** Задача **
Воспроизведите все записи ниже строка в строку, ничего не меняя.

** Исходные материалы **
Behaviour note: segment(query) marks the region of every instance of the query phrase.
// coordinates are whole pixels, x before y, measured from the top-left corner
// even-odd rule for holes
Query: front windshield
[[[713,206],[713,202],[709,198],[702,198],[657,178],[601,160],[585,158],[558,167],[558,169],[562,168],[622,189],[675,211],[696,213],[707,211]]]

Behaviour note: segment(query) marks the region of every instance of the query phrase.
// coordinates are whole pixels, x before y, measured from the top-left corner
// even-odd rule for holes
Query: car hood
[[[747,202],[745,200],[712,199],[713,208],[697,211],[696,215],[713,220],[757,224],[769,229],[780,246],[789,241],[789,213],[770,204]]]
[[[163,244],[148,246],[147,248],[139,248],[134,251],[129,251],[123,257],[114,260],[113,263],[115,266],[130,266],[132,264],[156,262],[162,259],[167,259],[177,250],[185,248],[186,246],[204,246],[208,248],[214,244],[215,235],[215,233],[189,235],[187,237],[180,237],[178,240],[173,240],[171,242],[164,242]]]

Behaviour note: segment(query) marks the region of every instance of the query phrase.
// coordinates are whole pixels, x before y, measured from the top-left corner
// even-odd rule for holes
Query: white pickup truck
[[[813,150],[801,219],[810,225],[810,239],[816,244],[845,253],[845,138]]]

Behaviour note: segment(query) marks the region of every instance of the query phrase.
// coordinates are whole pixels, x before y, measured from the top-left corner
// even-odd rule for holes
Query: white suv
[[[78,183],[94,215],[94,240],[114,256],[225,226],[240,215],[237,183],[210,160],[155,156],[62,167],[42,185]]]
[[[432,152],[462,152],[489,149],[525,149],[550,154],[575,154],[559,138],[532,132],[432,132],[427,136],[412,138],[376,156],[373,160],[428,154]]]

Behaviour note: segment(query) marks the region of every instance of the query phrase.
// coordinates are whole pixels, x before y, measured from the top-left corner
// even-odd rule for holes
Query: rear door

** Письменный ответ **
Behaviour note: segment(query) marks the region of every instance of the query phrase.
// coordinates are whole pixels, x before y, measured from the top-left corner
// even-odd rule for holes
Query: front windshield
[[[713,206],[713,202],[709,198],[702,198],[657,178],[601,160],[585,158],[558,167],[558,169],[562,168],[622,189],[675,211],[696,213],[707,211]]]

Behaviour note: segment(query) marks the region of every instance of the query phrase.
// coordinates are whole pixels, x before y, measured from the top-left corner
// even-odd rule for holes
Query: car hood
[[[747,202],[745,200],[712,199],[713,208],[697,211],[696,215],[713,220],[757,224],[769,229],[780,246],[789,241],[789,213],[770,204]]]
[[[163,244],[148,246],[147,248],[139,248],[134,251],[129,251],[123,257],[114,260],[113,263],[115,266],[130,266],[132,264],[156,262],[162,259],[167,259],[177,250],[185,248],[186,246],[204,246],[208,248],[214,244],[215,235],[215,233],[189,235],[187,237],[180,237],[178,240],[173,240],[171,242],[164,242]]]

Behaviour note: segment(query) marks the region of every instance of the query phrase.
// coordinates are whole pixels, x before y, measured from the top-left corner
// even-odd rule for holes
Query: white pickup truck
[[[813,150],[801,219],[810,225],[810,239],[816,244],[845,253],[845,138]]]

Behaviour note: segment(query) marks the region of every instance of the query phrase.
// coordinates are whole pixels, x before y, measured from the top-left corner
// even-odd rule for holes
Query: white suv
[[[78,183],[94,215],[94,240],[114,256],[225,226],[240,215],[237,183],[210,160],[155,156],[62,167],[42,185]]]
[[[432,152],[462,152],[489,149],[525,149],[550,154],[575,154],[559,138],[532,132],[432,132],[427,136],[412,138],[376,156],[373,160],[428,154]]]

Behaviour note: segment(query) marks the region of every instance of the query phrase.
// coordinates are whole pixels, x before y, measured from the top-left corner
// even-odd rule for holes
Query: rear door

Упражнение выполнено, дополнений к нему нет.